(Beginning of Available data)

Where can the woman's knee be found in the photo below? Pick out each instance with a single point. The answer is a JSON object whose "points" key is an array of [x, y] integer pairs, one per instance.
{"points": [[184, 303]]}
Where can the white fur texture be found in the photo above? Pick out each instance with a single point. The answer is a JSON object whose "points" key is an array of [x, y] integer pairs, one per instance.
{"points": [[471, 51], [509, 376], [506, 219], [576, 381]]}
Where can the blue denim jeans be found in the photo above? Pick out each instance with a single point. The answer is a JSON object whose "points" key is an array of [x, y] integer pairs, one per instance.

(End of Available data)

Give back, unchanged, the line that holds "Where can the white" along with all lines after it through the last line above.

◆ **Response to the task**
Where can the white fur texture be found in the photo above? Pick out each instance with a single point. The answer is a JSON object whose "points" key is an array of [x, y] integer pairs, one per instance.
{"points": [[471, 51], [509, 376], [506, 219], [576, 381]]}
Where can the blue denim jeans be found in the photo above? Pick out each instance with a single point. The answer is a JSON object whose "points" key is an array of [x, y] integer pairs, one per instance.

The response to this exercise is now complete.